══ RECORDS TO PROCESS ══

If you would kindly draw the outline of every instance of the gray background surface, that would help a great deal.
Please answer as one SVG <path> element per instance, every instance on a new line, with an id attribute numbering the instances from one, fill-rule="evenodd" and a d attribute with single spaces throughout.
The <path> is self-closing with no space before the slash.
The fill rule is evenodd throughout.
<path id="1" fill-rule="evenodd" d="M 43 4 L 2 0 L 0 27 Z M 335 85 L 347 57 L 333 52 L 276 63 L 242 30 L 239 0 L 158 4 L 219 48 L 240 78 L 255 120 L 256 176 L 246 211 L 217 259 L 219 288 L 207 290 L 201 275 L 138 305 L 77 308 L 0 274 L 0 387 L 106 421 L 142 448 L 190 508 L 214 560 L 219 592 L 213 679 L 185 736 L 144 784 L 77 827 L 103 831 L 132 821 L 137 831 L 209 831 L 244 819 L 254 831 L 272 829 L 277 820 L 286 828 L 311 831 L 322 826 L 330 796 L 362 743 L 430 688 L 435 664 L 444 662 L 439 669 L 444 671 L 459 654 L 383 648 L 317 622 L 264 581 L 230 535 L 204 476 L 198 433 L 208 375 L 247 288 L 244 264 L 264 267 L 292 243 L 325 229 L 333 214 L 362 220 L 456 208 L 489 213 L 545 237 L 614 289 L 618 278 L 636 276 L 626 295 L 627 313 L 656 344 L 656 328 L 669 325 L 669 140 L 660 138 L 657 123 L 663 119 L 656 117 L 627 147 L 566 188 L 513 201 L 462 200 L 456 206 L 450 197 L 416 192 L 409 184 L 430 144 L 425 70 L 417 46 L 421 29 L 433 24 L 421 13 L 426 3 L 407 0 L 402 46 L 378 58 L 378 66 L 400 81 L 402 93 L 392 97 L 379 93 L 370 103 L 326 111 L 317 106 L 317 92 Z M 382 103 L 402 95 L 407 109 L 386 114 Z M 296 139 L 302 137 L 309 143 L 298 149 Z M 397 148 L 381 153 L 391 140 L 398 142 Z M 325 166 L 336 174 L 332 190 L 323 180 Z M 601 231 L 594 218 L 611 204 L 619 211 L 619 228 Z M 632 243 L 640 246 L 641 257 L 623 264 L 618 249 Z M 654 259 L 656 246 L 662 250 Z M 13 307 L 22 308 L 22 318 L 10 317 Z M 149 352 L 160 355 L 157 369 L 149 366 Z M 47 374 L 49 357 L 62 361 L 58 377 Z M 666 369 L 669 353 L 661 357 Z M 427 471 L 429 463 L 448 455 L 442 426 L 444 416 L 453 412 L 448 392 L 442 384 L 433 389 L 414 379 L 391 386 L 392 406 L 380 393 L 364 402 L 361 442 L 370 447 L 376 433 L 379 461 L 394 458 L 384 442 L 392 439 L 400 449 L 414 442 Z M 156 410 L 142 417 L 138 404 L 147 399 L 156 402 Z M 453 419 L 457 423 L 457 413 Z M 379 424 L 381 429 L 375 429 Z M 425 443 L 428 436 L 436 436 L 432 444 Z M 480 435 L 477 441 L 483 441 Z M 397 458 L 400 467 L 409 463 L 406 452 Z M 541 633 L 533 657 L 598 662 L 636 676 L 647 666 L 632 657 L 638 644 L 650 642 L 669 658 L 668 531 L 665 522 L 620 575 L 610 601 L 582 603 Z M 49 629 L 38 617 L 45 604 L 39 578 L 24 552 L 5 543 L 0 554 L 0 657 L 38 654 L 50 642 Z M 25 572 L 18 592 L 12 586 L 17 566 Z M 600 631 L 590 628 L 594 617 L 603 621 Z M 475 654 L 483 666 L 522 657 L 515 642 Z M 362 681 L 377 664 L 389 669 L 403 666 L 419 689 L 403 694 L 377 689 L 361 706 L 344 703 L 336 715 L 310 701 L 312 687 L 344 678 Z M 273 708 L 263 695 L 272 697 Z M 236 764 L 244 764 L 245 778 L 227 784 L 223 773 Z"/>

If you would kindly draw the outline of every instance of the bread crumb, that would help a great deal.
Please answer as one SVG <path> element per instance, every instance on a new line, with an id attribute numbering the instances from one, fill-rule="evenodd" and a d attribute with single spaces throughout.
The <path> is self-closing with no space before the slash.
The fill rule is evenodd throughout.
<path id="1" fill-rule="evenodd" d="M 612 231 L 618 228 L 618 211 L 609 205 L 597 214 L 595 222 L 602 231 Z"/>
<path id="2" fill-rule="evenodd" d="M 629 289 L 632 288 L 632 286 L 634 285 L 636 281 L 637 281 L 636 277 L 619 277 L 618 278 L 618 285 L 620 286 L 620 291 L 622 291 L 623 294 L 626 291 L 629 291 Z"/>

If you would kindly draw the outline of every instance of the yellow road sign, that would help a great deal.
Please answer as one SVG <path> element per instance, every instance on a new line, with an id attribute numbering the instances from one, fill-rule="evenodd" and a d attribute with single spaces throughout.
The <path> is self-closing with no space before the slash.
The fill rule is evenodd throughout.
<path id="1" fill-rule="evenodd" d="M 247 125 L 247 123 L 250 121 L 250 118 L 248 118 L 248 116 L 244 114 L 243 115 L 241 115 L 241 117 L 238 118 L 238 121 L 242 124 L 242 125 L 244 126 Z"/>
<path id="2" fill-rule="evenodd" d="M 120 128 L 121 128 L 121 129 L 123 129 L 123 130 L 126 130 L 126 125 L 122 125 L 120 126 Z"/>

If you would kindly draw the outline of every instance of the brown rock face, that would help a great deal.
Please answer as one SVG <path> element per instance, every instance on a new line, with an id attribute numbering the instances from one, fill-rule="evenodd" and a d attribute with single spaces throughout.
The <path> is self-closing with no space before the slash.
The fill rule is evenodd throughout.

═══

= PROMPT =
Convert the lines of the material above into a numbered list, leaving out the blank lines.

= COMPLETED EXERCISE =
1. If you would kindly draw the outline of every instance of the gray background surface, that would help a great deal.
2. Please answer as one SVG <path> element per instance, every instance on a new line, with an id attribute numbering the instances from one, fill-rule="evenodd" and a d attribute with single spaces throughout.
3. The <path> is self-closing with no space before the slash.
4. The fill rule is evenodd throughout.
5. <path id="1" fill-rule="evenodd" d="M 43 4 L 2 0 L 0 27 Z M 335 85 L 347 57 L 333 52 L 276 63 L 242 30 L 239 0 L 158 4 L 219 48 L 240 78 L 255 120 L 256 176 L 246 211 L 217 259 L 219 288 L 207 290 L 201 275 L 138 305 L 77 308 L 0 274 L 0 387 L 106 421 L 142 448 L 190 508 L 214 560 L 219 592 L 213 679 L 185 736 L 144 784 L 77 827 L 103 831 L 132 821 L 137 831 L 209 831 L 244 819 L 254 831 L 272 829 L 277 820 L 286 828 L 311 831 L 322 826 L 330 796 L 362 743 L 430 688 L 435 664 L 444 662 L 439 669 L 444 671 L 459 654 L 383 648 L 317 622 L 264 581 L 230 535 L 204 476 L 198 433 L 208 375 L 247 288 L 244 264 L 264 267 L 292 243 L 325 229 L 333 214 L 362 220 L 456 208 L 489 213 L 545 237 L 614 289 L 618 278 L 636 276 L 626 295 L 627 313 L 656 344 L 656 328 L 669 325 L 669 140 L 660 138 L 657 123 L 663 119 L 656 117 L 627 147 L 566 188 L 513 201 L 462 200 L 456 206 L 450 197 L 416 192 L 409 184 L 430 144 L 425 70 L 417 46 L 421 29 L 433 24 L 421 13 L 426 3 L 407 0 L 402 46 L 378 58 L 378 66 L 400 81 L 402 93 L 392 97 L 379 93 L 370 103 L 326 111 L 317 106 L 317 92 Z M 382 103 L 402 95 L 407 109 L 386 114 Z M 296 139 L 302 137 L 309 143 L 298 149 Z M 397 148 L 381 153 L 391 140 L 398 142 Z M 325 166 L 336 174 L 332 190 L 323 180 Z M 601 231 L 594 218 L 611 204 L 619 211 L 619 228 Z M 632 243 L 640 246 L 641 257 L 623 264 L 618 249 Z M 654 259 L 656 246 L 662 250 Z M 13 307 L 22 308 L 22 318 L 10 317 Z M 149 352 L 160 355 L 157 369 L 149 366 Z M 47 374 L 49 357 L 62 361 L 58 377 Z M 666 369 L 669 353 L 661 357 Z M 427 471 L 429 463 L 448 455 L 442 426 L 444 416 L 453 412 L 448 392 L 442 384 L 433 389 L 414 379 L 391 386 L 392 406 L 380 393 L 364 402 L 361 442 L 370 447 L 376 433 L 379 461 L 394 458 L 384 442 L 392 439 L 400 449 L 414 442 Z M 156 410 L 142 417 L 138 404 L 147 399 L 156 402 Z M 453 419 L 457 423 L 457 413 Z M 379 424 L 381 429 L 375 429 Z M 425 443 L 428 436 L 436 436 L 432 444 Z M 480 435 L 477 441 L 483 441 Z M 397 458 L 400 467 L 409 463 L 406 452 Z M 541 633 L 533 657 L 598 662 L 636 676 L 647 666 L 632 657 L 638 644 L 650 642 L 669 658 L 668 531 L 665 522 L 620 575 L 610 601 L 582 603 Z M 49 629 L 38 617 L 45 604 L 39 578 L 24 552 L 5 543 L 0 554 L 0 657 L 38 654 L 50 642 Z M 25 572 L 18 592 L 12 586 L 17 566 Z M 600 631 L 590 628 L 594 617 L 603 621 Z M 475 654 L 483 666 L 522 657 L 515 642 Z M 362 681 L 377 664 L 389 669 L 403 666 L 419 689 L 403 694 L 377 689 L 361 706 L 344 703 L 336 715 L 310 701 L 312 687 L 344 678 Z M 273 708 L 263 695 L 272 697 Z M 236 764 L 244 764 L 245 778 L 227 784 L 223 773 Z"/>
6. If you would kindly draw the outline of every instance of the bread crumb, that would help a great deal.
7. Please answer as one SVG <path> element per instance, every instance on a new line, with an id attribute numbering the instances from one, fill-rule="evenodd" and a d attribute with single spaces throughout.
8. The <path> is self-closing with no space before the slash.
9. The fill rule is evenodd throughout.
10. <path id="1" fill-rule="evenodd" d="M 612 231 L 618 228 L 618 211 L 609 205 L 597 214 L 595 222 L 602 231 Z"/>
11. <path id="2" fill-rule="evenodd" d="M 629 289 L 632 288 L 632 286 L 634 285 L 636 281 L 637 281 L 636 277 L 619 277 L 618 278 L 618 285 L 620 286 L 620 291 L 622 291 L 623 294 L 626 291 L 629 291 Z"/>
12. If you would kindly draw the outline of every instance of the yellow road sign, that would help a great deal.
13. Please answer as one SVG <path> element per instance, every instance on a new line, with an id attribute numbering the instances from one, fill-rule="evenodd" and a d attribute with single spaces throughout.
14. The <path> is self-closing with no space before the slash.
15. The fill rule is evenodd throughout.
16. <path id="1" fill-rule="evenodd" d="M 247 125 L 247 123 L 250 121 L 250 118 L 248 118 L 248 116 L 244 114 L 243 115 L 241 115 L 241 117 L 238 118 L 238 121 L 242 124 L 242 125 L 244 126 Z"/>
17. <path id="2" fill-rule="evenodd" d="M 120 128 L 121 128 L 121 129 L 123 129 L 123 130 L 126 130 L 126 125 L 122 125 L 120 126 Z"/>
18. If you would kindly draw the outline of every instance of the brown rock face, that would help a great deal.
19. Please answer as one SVG <path> element per instance, every instance on a new line, with an id attribute numbering the instances from one, fill-rule="evenodd" and a d attribute with single spaces throughout.
20. The <path> is self-closing with no space before the slash.
21. The fill rule is evenodd throughout.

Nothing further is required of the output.